WHAT TO DO:
Rewrite the full listing below, replacing each occurrence of "top-left corner" with "upper-left corner" and keeping everything else unchanged. Omit the pictures from your version.

INPUT MATERIAL:
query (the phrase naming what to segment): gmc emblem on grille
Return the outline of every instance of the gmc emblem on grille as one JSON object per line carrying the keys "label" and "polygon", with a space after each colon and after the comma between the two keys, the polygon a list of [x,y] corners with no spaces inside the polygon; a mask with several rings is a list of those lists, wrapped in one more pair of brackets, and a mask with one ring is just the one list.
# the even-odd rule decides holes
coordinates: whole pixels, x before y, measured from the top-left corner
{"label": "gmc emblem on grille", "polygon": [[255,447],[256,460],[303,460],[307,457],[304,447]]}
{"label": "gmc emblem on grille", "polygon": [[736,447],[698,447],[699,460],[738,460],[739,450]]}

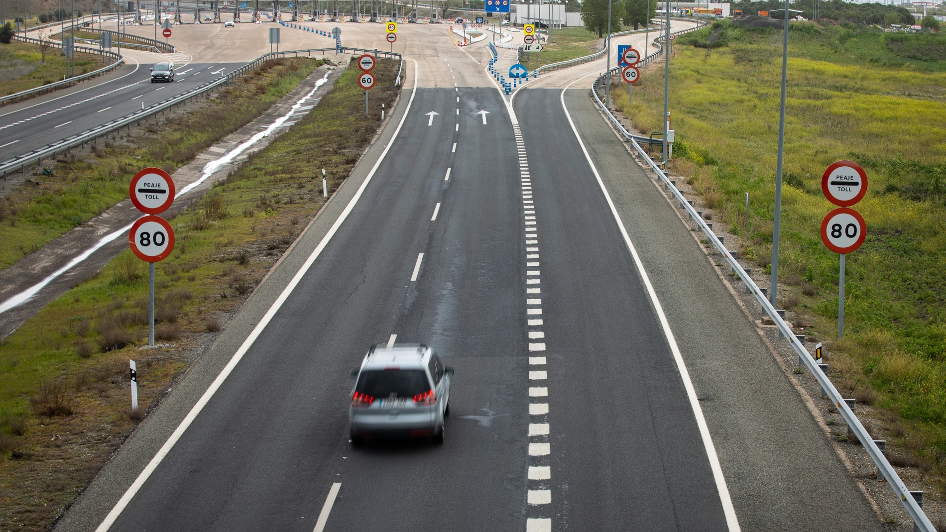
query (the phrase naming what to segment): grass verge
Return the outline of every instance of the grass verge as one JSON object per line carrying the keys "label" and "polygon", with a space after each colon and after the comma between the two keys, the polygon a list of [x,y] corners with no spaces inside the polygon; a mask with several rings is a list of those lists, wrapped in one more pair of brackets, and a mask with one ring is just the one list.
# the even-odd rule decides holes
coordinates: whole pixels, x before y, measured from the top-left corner
{"label": "grass verge", "polygon": [[143,124],[131,135],[113,133],[92,146],[91,157],[73,150],[68,158],[45,162],[51,175],[38,172],[0,198],[0,268],[125,199],[139,168],[173,172],[249,124],[320,64],[307,58],[268,61],[186,112]]}
{"label": "grass verge", "polygon": [[[96,54],[76,54],[76,75],[102,68],[102,59]],[[0,44],[0,94],[7,95],[35,89],[46,83],[61,81],[66,74],[65,55],[50,47],[45,60],[36,44],[13,42]]]}
{"label": "grass verge", "polygon": [[[780,301],[827,343],[838,387],[882,407],[890,443],[918,456],[946,490],[946,63],[871,60],[863,50],[885,36],[869,30],[792,27]],[[710,43],[713,33],[721,44]],[[714,24],[681,38],[671,66],[673,171],[734,234],[745,233],[749,193],[751,232],[738,247],[767,271],[780,40],[772,30]],[[662,129],[662,76],[645,75],[633,106],[624,86],[612,99],[648,134]],[[847,258],[845,338],[834,341],[838,256],[818,231],[833,208],[821,174],[840,159],[866,167],[870,190],[855,206],[868,233]]]}
{"label": "grass verge", "polygon": [[346,69],[309,114],[172,220],[157,268],[158,342],[147,343],[145,264],[124,251],[0,341],[0,523],[47,530],[127,438],[128,360],[142,410],[153,408],[348,176],[391,109],[396,62],[374,72],[371,113]]}

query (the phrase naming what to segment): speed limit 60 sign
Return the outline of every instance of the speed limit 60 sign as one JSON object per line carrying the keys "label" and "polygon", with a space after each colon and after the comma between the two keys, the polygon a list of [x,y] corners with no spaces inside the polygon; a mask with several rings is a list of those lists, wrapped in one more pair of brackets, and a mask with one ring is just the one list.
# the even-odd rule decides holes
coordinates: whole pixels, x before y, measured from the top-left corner
{"label": "speed limit 60 sign", "polygon": [[358,67],[361,70],[368,72],[369,70],[375,68],[375,58],[365,54],[358,59]]}
{"label": "speed limit 60 sign", "polygon": [[838,161],[821,176],[821,192],[838,207],[850,207],[867,193],[867,173],[853,161]]}
{"label": "speed limit 60 sign", "polygon": [[640,79],[640,71],[636,66],[625,66],[621,71],[621,77],[628,83],[637,83]]}
{"label": "speed limit 60 sign", "polygon": [[361,75],[358,77],[358,84],[359,87],[367,91],[375,86],[375,75],[370,72],[362,72]]}
{"label": "speed limit 60 sign", "polygon": [[164,213],[174,201],[174,181],[161,168],[145,168],[131,178],[128,195],[146,215]]}
{"label": "speed limit 60 sign", "polygon": [[128,243],[131,252],[139,259],[157,263],[166,259],[174,250],[174,230],[167,220],[149,215],[131,224]]}
{"label": "speed limit 60 sign", "polygon": [[821,241],[835,253],[847,254],[864,244],[867,224],[853,209],[838,207],[821,221]]}

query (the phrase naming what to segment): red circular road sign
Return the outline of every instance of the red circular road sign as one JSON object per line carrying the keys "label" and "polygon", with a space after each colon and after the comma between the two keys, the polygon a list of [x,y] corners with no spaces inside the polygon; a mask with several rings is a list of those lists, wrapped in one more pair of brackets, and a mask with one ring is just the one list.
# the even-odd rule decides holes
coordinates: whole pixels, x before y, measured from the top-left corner
{"label": "red circular road sign", "polygon": [[636,66],[625,66],[621,71],[621,77],[628,83],[637,83],[640,79],[640,71]]}
{"label": "red circular road sign", "polygon": [[365,54],[358,59],[358,67],[361,70],[368,72],[369,70],[375,68],[375,58]]}
{"label": "red circular road sign", "polygon": [[821,192],[828,201],[850,207],[867,193],[867,173],[853,161],[832,163],[821,176]]}
{"label": "red circular road sign", "polygon": [[638,64],[639,60],[640,60],[640,52],[638,52],[634,48],[628,48],[624,50],[624,55],[621,58],[621,60],[624,61],[624,64],[634,66]]}
{"label": "red circular road sign", "polygon": [[131,224],[128,244],[139,259],[157,263],[166,259],[174,250],[174,229],[161,216],[142,216]]}
{"label": "red circular road sign", "polygon": [[375,86],[375,75],[370,72],[362,72],[358,77],[358,85],[365,91]]}
{"label": "red circular road sign", "polygon": [[864,244],[867,229],[867,224],[860,213],[838,207],[821,221],[821,241],[835,253],[850,253]]}
{"label": "red circular road sign", "polygon": [[131,178],[128,196],[146,215],[164,213],[174,202],[174,180],[161,168],[144,168]]}

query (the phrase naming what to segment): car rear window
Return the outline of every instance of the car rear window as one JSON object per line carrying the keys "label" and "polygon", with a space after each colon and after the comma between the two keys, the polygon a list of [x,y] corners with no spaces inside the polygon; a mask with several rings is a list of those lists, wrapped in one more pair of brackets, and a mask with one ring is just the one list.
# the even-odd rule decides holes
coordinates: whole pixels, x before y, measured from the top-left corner
{"label": "car rear window", "polygon": [[361,371],[355,391],[372,397],[413,397],[430,389],[423,369],[370,369]]}

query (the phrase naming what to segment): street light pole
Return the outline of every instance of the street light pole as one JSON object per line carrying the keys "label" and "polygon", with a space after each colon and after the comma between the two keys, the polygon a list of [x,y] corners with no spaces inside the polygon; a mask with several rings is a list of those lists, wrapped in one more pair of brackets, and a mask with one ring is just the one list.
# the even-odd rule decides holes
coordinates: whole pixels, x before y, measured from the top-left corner
{"label": "street light pole", "polygon": [[604,72],[604,107],[611,106],[611,0],[607,0],[607,40],[604,41],[607,46],[607,70]]}
{"label": "street light pole", "polygon": [[779,156],[775,168],[775,219],[772,222],[772,276],[769,280],[769,302],[778,308],[779,300],[779,230],[781,226],[781,168],[785,155],[785,85],[788,74],[788,0],[785,0],[785,25],[781,38],[781,103],[779,107]]}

TASK OUTPUT:
query (the phrase naming what to segment): gmc emblem on grille
Return the outline of every instance of the gmc emblem on grille as one JSON object per line carrying the keys "label" and "polygon", with a space after each colon and after the comma between the two keys, the polygon a list of [x,y] corners with no spaces inside the polygon; a mask with several rings is a list of those lists, wrapped in one more pair of brackets, and a mask with one ring is just the one list.
# the even-odd rule decides holes
coordinates: whole pixels, x before y, measured from the upper-left corner
{"label": "gmc emblem on grille", "polygon": [[255,447],[256,460],[303,460],[307,457],[304,447]]}
{"label": "gmc emblem on grille", "polygon": [[736,447],[698,447],[699,460],[738,460],[739,450]]}

query (the phrase naming what to segment): grass verge
Return the outline of every instance of the grass verge as one JSON object per line carrying the keys "label" and "polygon", with a space after each colon and after the comma between the two keys, the polygon a list of [x,y] corners with no spaces inside the polygon; a mask with several rings is a list of those lists, wrapped in one more pair of brackets, and a mask with one ring is just the one list.
# the even-odd rule decides holes
coordinates: whole pixels, x before y, measured from the upper-left corner
{"label": "grass verge", "polygon": [[143,124],[131,135],[113,133],[92,146],[91,157],[73,150],[68,158],[45,162],[51,175],[38,172],[0,198],[0,268],[125,199],[139,168],[173,172],[249,124],[320,64],[307,58],[268,61],[186,112]]}
{"label": "grass verge", "polygon": [[[96,54],[76,54],[76,75],[102,68],[102,59]],[[0,44],[0,94],[7,95],[35,89],[46,83],[61,81],[66,74],[65,55],[50,47],[45,60],[36,44],[13,42]]]}
{"label": "grass verge", "polygon": [[[780,301],[827,343],[838,387],[882,407],[890,443],[918,456],[946,490],[946,63],[871,60],[863,50],[885,36],[869,30],[792,27]],[[710,43],[713,33],[721,44]],[[714,24],[681,38],[671,66],[673,171],[734,234],[745,233],[749,193],[751,232],[738,247],[767,271],[780,40],[772,30]],[[662,129],[662,76],[645,75],[633,106],[624,86],[612,99],[648,134]],[[847,258],[845,338],[834,341],[838,256],[818,231],[833,208],[821,174],[840,159],[866,167],[870,190],[855,206],[868,233]]]}
{"label": "grass verge", "polygon": [[346,69],[309,114],[172,220],[157,268],[158,342],[147,343],[145,264],[124,251],[0,341],[0,523],[47,530],[127,438],[128,360],[142,410],[153,408],[348,176],[391,109],[396,62],[374,72],[371,113]]}

query (the phrase naming what to segment): speed limit 60 sign
Return the outline of every instance of the speed limit 60 sign as one JSON object per line carrying the keys "label" and "polygon", with a space after each colon and after the comma between the two keys, the polygon a list of [x,y] corners with no spaces inside the polygon; a mask with several rings is a list of those lists, wrapped in one more pair of brackets, and a mask with one ring is just the one list.
# the even-odd rule decides holes
coordinates: whole pixels, x before y, measured from the upper-left corner
{"label": "speed limit 60 sign", "polygon": [[358,67],[361,70],[368,72],[369,70],[375,68],[375,58],[365,54],[358,59]]}
{"label": "speed limit 60 sign", "polygon": [[838,161],[821,176],[821,192],[838,207],[850,207],[867,193],[867,173],[853,161]]}
{"label": "speed limit 60 sign", "polygon": [[640,79],[640,71],[636,66],[625,66],[621,71],[621,77],[628,83],[637,83]]}
{"label": "speed limit 60 sign", "polygon": [[361,75],[358,77],[358,84],[359,87],[367,91],[375,86],[375,75],[370,72],[362,72]]}
{"label": "speed limit 60 sign", "polygon": [[164,213],[174,201],[174,181],[161,168],[145,168],[131,178],[128,195],[146,215]]}
{"label": "speed limit 60 sign", "polygon": [[128,243],[131,252],[139,259],[157,263],[166,259],[174,250],[174,230],[167,220],[149,215],[131,224]]}
{"label": "speed limit 60 sign", "polygon": [[821,241],[835,253],[847,254],[864,244],[867,224],[853,209],[838,207],[821,221]]}

query (the phrase naming what to segment): red circular road sign
Return the outline of every instance of the red circular road sign as one JSON object per line carrying the keys "label" and "polygon", with a space after each colon and after the comma between the two keys, the polygon a list of [x,y] corners with no spaces inside the polygon; a mask with several rings is a list of those lists, wrapped in one more pair of brackets, and a mask with one ring is just the one list.
# the even-odd rule decides holes
coordinates: whole pixels, x before y, measured from the upper-left corner
{"label": "red circular road sign", "polygon": [[636,66],[625,66],[621,71],[621,77],[628,83],[637,83],[640,79],[640,71]]}
{"label": "red circular road sign", "polygon": [[365,54],[358,59],[358,67],[361,70],[368,72],[369,70],[375,68],[375,58]]}
{"label": "red circular road sign", "polygon": [[821,192],[828,201],[850,207],[867,193],[867,173],[853,161],[832,163],[821,176]]}
{"label": "red circular road sign", "polygon": [[638,64],[639,60],[640,60],[640,52],[638,52],[634,48],[628,48],[624,50],[624,55],[621,58],[621,60],[624,61],[624,64],[634,66]]}
{"label": "red circular road sign", "polygon": [[131,224],[128,244],[139,259],[157,263],[166,259],[174,250],[174,229],[161,216],[142,216]]}
{"label": "red circular road sign", "polygon": [[375,86],[375,75],[370,72],[362,72],[358,77],[358,85],[365,91]]}
{"label": "red circular road sign", "polygon": [[864,244],[867,229],[867,224],[860,213],[838,207],[821,221],[821,241],[835,253],[850,253]]}
{"label": "red circular road sign", "polygon": [[131,178],[128,196],[146,215],[164,213],[174,202],[174,180],[161,168],[144,168]]}

query (the phrase naming what to segment): car rear window
Return the outline of every instance of the car rear window as one JSON object per line carrying the keys "label" and "polygon", with a space after each colon and after the comma between the two keys, the polygon a list of [x,y] corners with no spaces inside the polygon; a mask with several rings is a list of those lists, wrapped in one more pair of brackets, and a mask with one ring is just the one list.
# the even-odd rule decides holes
coordinates: whole pixels, x before y, measured from the upper-left corner
{"label": "car rear window", "polygon": [[361,371],[355,391],[372,397],[413,397],[430,389],[423,369],[370,369]]}

query (the phrase naming what to segment): street light pole
Return the outline of every instance of the street light pole as one JSON object per line carrying the keys "label" and "polygon", with a space after each colon and after the comma between the two keys, the polygon a list of [x,y] corners with no spaces inside the polygon; a mask with several rings is a list of those lists, wrapped in one more pair of brackets, and a mask with one ring is just the one list.
# the even-odd rule decides holes
coordinates: whole pixels, x before y, measured from the upper-left corner
{"label": "street light pole", "polygon": [[604,72],[604,107],[611,106],[611,0],[607,0],[607,40],[604,41],[607,46],[607,70]]}
{"label": "street light pole", "polygon": [[779,156],[775,168],[775,219],[772,222],[772,276],[769,280],[769,302],[778,308],[779,300],[779,230],[781,226],[781,168],[785,155],[785,85],[788,74],[788,0],[785,0],[785,25],[781,38],[781,103],[779,107]]}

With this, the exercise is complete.